Quoted text:
Thanks for the enlightment.

> My unpopular opinion is that for networking devices all the heuristics
> we may come up with are going to be a dead end.

I agree. Heuristics suck.

> We need an explicit API to allow users placing queues on cores, and
> use managed IRQs for data queues. (I'm assuming that managed IRQs will
> let us reliably map a MSI-X vector to a core :))

Yes, they allow you to do that. That will need some tweaks to theway
they work today (coming from the strict block mq semantics). You also
need to be aware that managed irqs have also strict semantics vs. CPU
hotplug. If the last CPU in the managed affinity set goes down then the
interrupt is shut down by the irq core which means that you need to
quiesce the associated queue before that happens. When the first CPU
comes online again the interrupt is reenabled, so the queue should be
able to handle it or has ensured that the device does not raise one
before it is able to do so.

Thanks,

        tglx
Thomas Gleixner Oct. 26, 2020, 10:49 p.m. UTC | #39
On Mon, Oct 26 2020 at 18:22, Nitesh Narayan Lal wrote:
> On 10/26/20 5:50 PM, Thomas Gleixner wrote:
>> But I still think that for curing that isolation stuff we want at least
>> some information from the driver. Alternative solution would be to grant
>> the allocation of interrupts and queues and have some sysfs knob to shut
>> down queues at runtime. If that shutdown results in releasing the queue
>> interrupt (via free_irq()) then the vector exhaustion problem goes away.
>
> I think this is close to what I and Marcelo were discussing earlier today
> privately.
>
> I don't think there is currently a way to control the enablement/disablement of
> interrupts from the userspace.

You cannot just disable the interrupt. You need to make sure that the
associated queue is shutdown or quiesced _before_ the interrupt is shut
down.

Thanks,

        tglx
Jacob Keller Oct. 26, 2020, 10:52 p.m. UTC | #40
On 10/26/2020 3:13 PM, Jakub Kicinski wrote:
> On Mon, 26 Oct 2020 22:50:45 +0100 Thomas Gleixner wrote:
>> On Mon, Oct 26 2020 at 14:11, Jacob Keller wrote:
>>> On 10/26/2020 1:11 PM, Thomas Gleixner wrote:  
>>>> On Mon, Oct 26 2020 at 12:21, Jacob Keller wrote:  
>>>>> Are there drivers which use more than one interrupt per queue? I know
>>>>> drivers have multiple management interrupts.. and I guess some drivers
>>>>> do combined 1 interrupt per pair of Tx/Rx..  It's also plausible to to
>>>>> have multiple queues for one interrupt .. I'm not sure how a single
>>>>> queue with multiple interrupts would work though.  
>>>>
>>>> For block there is always one interrupt per queue. Some Network drivers
>>>> seem to have seperate RX and TX interrupts per queue.  
>>> That's true when thinking of Tx and Rx as a single queue. Another way to
>>> think about it is "one rx queue" and "one tx queue" each with their own
>>> interrupt...

Dataset content:
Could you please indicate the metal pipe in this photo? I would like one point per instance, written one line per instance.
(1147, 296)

Given exercise: In the interrupt thread, what does the irq core do to a managed interrupt when the last CPU in its managed affinity set goes down?

Solved exercise: It shuts the interrupt down.